Document:
= = = =

The cause of a smile

 

The beginning of Yesterday Once More by The Carpenters. What could possibly link this timeless 1970s song to Purcell’s timeless anthem Rejoice in the Lord alway, written almost three hundred years earlier?

 

When we focus on the downward travelling bass line in both, it soon becomes apparent.

Carpenters:

Purcell:

– music written hundreds of miles and years apart but sharing the common musical device of the descending motif, giving the music a sense of direction and harmonic progression.  (The Carpenters’ For All We Know is very similar at the beginning.) In a DSQ programme that contains three works by English composers and one by Mozart, it is clear that there are many connections. Within the music there is evidence of the universality of origins and influences.

There are several more descending lines integral to the works that we are playing.

= = = =

Given data:
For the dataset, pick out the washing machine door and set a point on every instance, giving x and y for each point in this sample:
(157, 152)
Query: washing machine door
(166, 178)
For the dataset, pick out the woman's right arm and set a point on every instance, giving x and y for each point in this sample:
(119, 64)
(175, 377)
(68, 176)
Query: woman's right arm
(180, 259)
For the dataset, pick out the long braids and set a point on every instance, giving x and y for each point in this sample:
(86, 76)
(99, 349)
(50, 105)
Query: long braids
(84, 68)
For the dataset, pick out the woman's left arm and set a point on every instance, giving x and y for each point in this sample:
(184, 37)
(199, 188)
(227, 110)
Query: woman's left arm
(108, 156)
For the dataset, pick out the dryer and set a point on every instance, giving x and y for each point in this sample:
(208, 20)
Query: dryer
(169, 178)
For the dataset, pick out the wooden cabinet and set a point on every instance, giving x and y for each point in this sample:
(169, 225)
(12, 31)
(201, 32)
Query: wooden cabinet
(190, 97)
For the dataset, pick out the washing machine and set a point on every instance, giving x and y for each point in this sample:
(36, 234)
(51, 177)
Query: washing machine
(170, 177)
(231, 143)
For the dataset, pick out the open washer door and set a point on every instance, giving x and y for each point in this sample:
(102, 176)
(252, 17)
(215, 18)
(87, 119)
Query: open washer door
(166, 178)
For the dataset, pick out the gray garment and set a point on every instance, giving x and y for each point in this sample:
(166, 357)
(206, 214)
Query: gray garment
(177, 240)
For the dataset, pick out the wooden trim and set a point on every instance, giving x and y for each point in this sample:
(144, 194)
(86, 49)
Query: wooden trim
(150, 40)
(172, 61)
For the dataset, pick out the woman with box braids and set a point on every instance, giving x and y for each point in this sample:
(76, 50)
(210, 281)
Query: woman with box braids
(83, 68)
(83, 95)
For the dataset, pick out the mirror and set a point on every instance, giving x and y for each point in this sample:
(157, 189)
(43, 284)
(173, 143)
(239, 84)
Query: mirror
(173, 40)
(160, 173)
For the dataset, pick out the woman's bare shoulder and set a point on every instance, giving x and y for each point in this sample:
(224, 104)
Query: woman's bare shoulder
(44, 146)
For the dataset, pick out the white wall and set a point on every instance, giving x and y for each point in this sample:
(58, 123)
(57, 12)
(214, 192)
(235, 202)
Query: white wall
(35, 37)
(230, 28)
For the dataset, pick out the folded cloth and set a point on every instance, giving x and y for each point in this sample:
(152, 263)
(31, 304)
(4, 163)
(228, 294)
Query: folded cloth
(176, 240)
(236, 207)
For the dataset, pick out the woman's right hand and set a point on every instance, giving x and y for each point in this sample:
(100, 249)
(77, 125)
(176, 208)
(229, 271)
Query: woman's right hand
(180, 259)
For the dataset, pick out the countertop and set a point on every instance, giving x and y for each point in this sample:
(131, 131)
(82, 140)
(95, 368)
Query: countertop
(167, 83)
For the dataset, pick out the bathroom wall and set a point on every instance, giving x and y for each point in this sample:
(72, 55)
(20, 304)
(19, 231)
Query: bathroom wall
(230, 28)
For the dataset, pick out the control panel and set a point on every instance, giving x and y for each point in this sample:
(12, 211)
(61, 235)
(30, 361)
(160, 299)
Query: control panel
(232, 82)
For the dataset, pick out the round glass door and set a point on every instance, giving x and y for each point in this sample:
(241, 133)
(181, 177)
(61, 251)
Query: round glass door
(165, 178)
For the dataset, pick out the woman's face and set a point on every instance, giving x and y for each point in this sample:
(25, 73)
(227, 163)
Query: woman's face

= = = =

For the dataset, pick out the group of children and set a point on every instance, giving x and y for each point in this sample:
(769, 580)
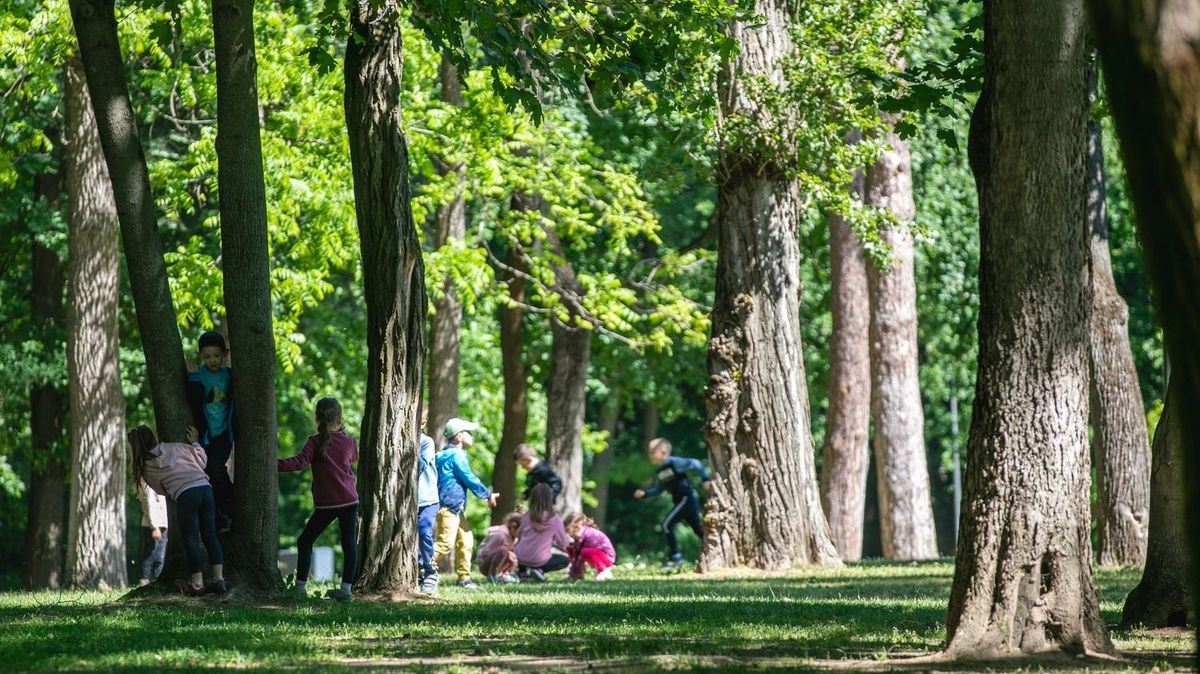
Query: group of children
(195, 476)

= = = =

Work to do:
A - Output a passage from the text on descending bass lines word for word, beginning at the words "The beginning of" and stopping after "we are playing.".
B - Go on with the text about descending bass lines from the point where it ends.
Nothing in the records matters for this work.

Expected results:
A -
The beginning of Yesterday Once More by The Carpenters. What could possibly link this timeless 1970s song to Purcell’s timeless anthem Rejoice in the Lord alway, written almost three hundred years earlier?

 

When we focus on the downward travelling bass line in both, it soon becomes apparent.

Carpenters:

Purcell:

– music written hundreds of miles and years apart but sharing the common musical device of the descending motif, giving the music a sense of direction and harmonic progression.  (The Carpenters’ For All We Know is very similar at the beginning.) In a DSQ programme that contains three works by English composers and one by Mozart, it is clear that there are many connections. Within the music there is evidence of the universality of origins and influences.

There are several more descending lines integral to the works that we are playing.

B -
1.Britten

2. Mozart

Sometimes these descending lines give a strong sense of where the bass line is heading. At other times, it isn’t so obvious. In the beginning of the Elgar quartet, the cello (bass) line wanders down while the first violin heads upwards, in a way not dissimilar to the Mozart example above.

3.  Elgar (beginning)

 

 

Later in the first movement the downward line is more thematic:

4.  Purcell
Purcell’s downward lines roll out in profusion.

In some ways, Purcell’s music sounds more modern than any of the other more recent composers featured in our programme. Elgar definitely wanders off into new territory, for him at least. There are echoes of Wagner and Debussy but somehow it is quintessentially Elgar.  It feels appropriate to play Elgar immediately after Purcell – they are surely questing, kindred spirits spanning the centuries.

In the videos I describe some of the descending lines as like a tolling bell. Purcell’s anthem, Rejoice in the Lord alway is also called the ‘Bell anthem’ because of the downward bell-like movement of the bass line – so much more than a bass line!  I studied this anthem in my early teens and it really affected me way back then. The Carpenters also had their place in my listening of that time. I wasn’t aware of the link between the two but perhaps it takes time to become aware of the universality of things.

When I was young I’d listen to the radio
Waitin’ for my fav’rite songs
When they played I’d sing along
It made me smile

(Richard Lynn Carpenter and John Bettis)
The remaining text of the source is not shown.